TEXT SECTION
But many accusations or implications of “crazy” directed at women do not denote the attribution of pathological mental illness, simply banking on its stigma in our culture as a way to debase them. Women are labeled “crazy” when they speak “too loudly”, reach out “too often,” or express their emotions “too freely;” distinctions that are entirely arbitrary. That does not mean they are thought to be mentally ill, but rather in violation of our culture’s ideas about how a woman should behave as established by patriarchal tradition
The writer Hazel Cills addresses the trend of female artists owning the “crazy” label in her 2014 Pitchfork piece “Why 2014 was the Year of the Crazy Ex-Girlfriend.” Cills argues that female musicians like Taylor Swift, Lykke Li, Iggy Azalea, and Sharon Van Etten are engaging in feminist acts by embracing and reclaiming the “crazy ex-girlfriend” stereotype. Cills explains their motivation: “When women’s romantic behavior is constantly scrutinized as being appropriate or not, the crazy girls say: fuck appropriate, these are my feelings without the bullshit.” Yes, I agree that as women we should own and celebrate our emotions; we should encourage our culture to accept the validity of the female experience, of every thought and every overthought that comes with it. But many who watch Taylor Swift’s performance in her music video for Blank Space as a wall-punching, ex’s-iPhone-submerging wild-eyed waif with a mascara-streaked face may simply misread this type of overblown display as confirmation of their existing beliefs about How Women Are, and it may be dangerous to distribute such ammunition to the type of people who may misuse it.

YOUR ASSIGNMENT
Reproduce the full text on women and the "crazy" label word for word.

RECORDS SHOWN
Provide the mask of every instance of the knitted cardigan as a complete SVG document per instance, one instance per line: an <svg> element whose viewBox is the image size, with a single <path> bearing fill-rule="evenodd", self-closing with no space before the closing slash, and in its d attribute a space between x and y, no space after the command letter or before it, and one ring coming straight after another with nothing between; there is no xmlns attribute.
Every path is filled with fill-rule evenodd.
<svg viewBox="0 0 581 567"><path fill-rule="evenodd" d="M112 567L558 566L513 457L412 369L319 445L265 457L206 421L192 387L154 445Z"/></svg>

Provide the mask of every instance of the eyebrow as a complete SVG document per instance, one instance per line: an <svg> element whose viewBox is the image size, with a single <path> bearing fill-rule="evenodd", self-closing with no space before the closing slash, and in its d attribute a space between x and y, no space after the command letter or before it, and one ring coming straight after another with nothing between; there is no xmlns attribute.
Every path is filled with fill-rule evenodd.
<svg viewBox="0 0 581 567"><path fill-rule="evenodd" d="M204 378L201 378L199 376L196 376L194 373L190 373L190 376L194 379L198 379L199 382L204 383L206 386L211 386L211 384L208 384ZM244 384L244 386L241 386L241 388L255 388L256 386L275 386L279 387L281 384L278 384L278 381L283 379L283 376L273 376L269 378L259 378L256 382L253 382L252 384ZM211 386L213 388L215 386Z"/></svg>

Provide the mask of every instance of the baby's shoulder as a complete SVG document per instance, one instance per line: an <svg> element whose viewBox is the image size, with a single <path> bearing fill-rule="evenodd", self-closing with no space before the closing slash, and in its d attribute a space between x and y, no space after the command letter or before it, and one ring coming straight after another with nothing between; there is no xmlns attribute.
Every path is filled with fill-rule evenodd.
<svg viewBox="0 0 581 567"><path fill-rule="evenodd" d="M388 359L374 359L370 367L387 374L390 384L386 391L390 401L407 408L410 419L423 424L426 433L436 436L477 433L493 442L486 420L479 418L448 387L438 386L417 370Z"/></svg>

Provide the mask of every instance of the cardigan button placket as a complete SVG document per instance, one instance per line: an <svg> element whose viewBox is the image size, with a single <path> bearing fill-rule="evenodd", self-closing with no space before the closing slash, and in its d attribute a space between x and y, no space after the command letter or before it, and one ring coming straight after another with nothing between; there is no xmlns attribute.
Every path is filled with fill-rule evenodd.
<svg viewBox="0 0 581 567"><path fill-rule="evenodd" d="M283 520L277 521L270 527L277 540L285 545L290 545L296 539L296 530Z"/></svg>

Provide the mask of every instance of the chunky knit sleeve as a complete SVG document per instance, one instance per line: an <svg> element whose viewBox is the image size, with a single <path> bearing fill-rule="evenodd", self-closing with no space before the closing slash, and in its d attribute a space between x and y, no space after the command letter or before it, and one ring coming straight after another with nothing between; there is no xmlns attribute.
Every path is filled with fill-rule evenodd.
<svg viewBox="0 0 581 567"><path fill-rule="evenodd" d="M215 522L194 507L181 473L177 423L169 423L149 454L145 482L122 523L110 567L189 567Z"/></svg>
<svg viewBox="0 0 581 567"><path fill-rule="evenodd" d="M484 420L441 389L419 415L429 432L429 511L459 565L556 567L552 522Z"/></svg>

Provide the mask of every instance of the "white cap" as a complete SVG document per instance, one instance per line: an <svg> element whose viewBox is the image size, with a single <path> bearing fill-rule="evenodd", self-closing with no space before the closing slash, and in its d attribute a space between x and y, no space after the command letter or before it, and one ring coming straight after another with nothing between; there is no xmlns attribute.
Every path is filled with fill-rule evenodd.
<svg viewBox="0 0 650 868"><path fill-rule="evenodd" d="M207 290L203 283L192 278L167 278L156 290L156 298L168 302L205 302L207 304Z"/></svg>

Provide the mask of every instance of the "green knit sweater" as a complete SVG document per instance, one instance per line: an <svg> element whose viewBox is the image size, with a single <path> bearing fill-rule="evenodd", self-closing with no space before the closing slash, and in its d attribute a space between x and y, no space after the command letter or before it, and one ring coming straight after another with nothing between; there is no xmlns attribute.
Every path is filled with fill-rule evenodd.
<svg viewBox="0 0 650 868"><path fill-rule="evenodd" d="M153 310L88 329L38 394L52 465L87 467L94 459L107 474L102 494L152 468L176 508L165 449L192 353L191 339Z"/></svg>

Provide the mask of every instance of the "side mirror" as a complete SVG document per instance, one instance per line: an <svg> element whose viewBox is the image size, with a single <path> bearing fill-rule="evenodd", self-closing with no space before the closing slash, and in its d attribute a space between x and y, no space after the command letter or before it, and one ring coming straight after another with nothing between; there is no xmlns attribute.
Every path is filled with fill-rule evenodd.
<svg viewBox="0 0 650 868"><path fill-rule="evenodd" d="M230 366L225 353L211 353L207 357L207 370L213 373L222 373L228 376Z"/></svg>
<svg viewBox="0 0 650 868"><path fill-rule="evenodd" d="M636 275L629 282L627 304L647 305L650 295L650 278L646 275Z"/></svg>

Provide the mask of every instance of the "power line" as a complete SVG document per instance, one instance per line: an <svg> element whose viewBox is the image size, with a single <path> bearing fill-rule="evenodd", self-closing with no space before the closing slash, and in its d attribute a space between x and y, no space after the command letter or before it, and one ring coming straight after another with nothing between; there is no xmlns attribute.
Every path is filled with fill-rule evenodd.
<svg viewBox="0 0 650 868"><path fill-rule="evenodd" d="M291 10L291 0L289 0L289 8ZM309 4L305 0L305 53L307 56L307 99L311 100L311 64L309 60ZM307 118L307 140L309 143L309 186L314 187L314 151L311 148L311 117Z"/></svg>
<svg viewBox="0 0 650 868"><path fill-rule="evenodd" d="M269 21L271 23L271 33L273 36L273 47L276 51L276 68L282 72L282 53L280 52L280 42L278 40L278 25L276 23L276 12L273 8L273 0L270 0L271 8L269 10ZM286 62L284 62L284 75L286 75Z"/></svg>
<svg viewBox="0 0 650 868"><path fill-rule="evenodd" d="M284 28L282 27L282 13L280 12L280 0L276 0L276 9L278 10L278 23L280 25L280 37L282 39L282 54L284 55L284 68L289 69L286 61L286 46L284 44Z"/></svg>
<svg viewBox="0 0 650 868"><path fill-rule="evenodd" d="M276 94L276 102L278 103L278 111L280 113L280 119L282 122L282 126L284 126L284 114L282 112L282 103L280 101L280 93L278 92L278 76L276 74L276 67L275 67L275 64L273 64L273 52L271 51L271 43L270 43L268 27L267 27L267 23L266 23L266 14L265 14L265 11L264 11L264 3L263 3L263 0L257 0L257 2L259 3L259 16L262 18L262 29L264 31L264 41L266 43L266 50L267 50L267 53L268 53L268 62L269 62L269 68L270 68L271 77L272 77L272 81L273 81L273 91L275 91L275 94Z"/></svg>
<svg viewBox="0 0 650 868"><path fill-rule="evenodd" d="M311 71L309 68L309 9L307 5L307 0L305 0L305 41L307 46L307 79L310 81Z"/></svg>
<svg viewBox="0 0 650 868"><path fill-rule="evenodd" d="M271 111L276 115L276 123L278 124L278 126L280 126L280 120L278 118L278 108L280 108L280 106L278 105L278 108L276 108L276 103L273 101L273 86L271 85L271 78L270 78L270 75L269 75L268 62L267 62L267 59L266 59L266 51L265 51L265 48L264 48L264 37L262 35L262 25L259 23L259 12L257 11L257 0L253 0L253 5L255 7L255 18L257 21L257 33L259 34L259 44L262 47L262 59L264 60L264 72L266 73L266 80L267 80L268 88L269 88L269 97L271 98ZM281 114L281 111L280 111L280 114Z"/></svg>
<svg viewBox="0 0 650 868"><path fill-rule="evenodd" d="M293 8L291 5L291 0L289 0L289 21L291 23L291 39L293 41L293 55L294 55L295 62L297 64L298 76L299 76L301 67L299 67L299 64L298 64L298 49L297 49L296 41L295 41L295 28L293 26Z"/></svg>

ANSWER BOX
But many accusations or implications of “crazy” directed at women do not denote the attribution of pathological mental illness, simply banking on its stigma in our culture as a way to debase them. Women are labeled “crazy” when they speak “too loudly”, reach out “too often,” or express their emotions “too freely;” distinctions that are entirely arbitrary. That does not mean they are thought to be mentally ill, but rather in violation of our culture’s ideas about how a woman should behave as established by patriarchal tradition
The writer Hazel Cills addresses the trend of female artists owning the “crazy” label in her 2014 Pitchfork piece “Why 2014 was the Year of the Crazy Ex-Girlfriend.” Cills argues that female musicians like Taylor Swift, Lykke Li, Iggy Azalea, and Sharon Van Etten are engaging in feminist acts by embracing and reclaiming the “crazy ex-girlfriend” stereotype. Cills explains their motivation: “When women’s romantic behavior is constantly scrutinized as being appropriate or not, the crazy girls say: fuck appropriate, these are my feelings without the bullshit.” Yes, I agree that as women we should own and celebrate our emotions; we should encourage our culture to accept the validity of the female experience, of every thought and every overthought that comes with it. But many who watch Taylor Swift’s performance in her music video for Blank Space as a wall-punching, ex’s-iPhone-submerging wild-eyed waif with a mascara-streaked face may simply misread this type of overblown display as confirmation of their existing beliefs about How Women Are, and it may be dangerous to distribute such ammunition to the type of people who may misuse it.